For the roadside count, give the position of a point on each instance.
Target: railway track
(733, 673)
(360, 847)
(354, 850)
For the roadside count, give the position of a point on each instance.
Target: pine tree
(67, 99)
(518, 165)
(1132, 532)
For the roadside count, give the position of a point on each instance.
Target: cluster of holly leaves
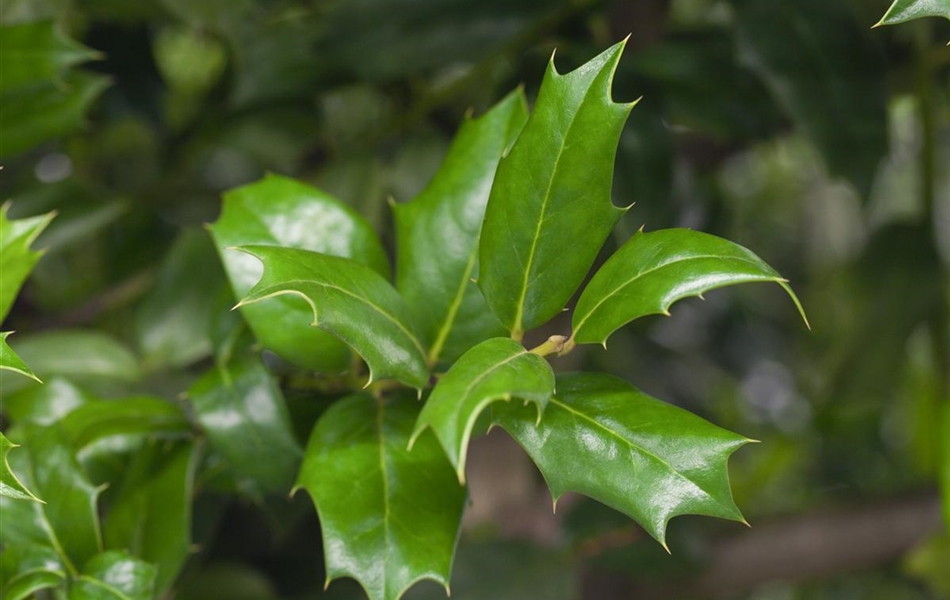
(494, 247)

··········

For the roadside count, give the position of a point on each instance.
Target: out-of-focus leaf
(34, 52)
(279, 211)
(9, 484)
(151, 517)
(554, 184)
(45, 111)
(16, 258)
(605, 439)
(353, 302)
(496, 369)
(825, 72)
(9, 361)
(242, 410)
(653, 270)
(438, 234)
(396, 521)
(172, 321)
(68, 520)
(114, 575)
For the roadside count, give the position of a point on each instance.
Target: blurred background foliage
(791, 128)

··········

WRITTEN EXERCISE: Extract every line from the listing above that contains the string "Target", matching case exactly.

FINISHED EXERCISE:
Target: railway track
Target: pine tree
Target: cluster of holly leaves
Target: out-of-focus leaf
Target: blurred background foliage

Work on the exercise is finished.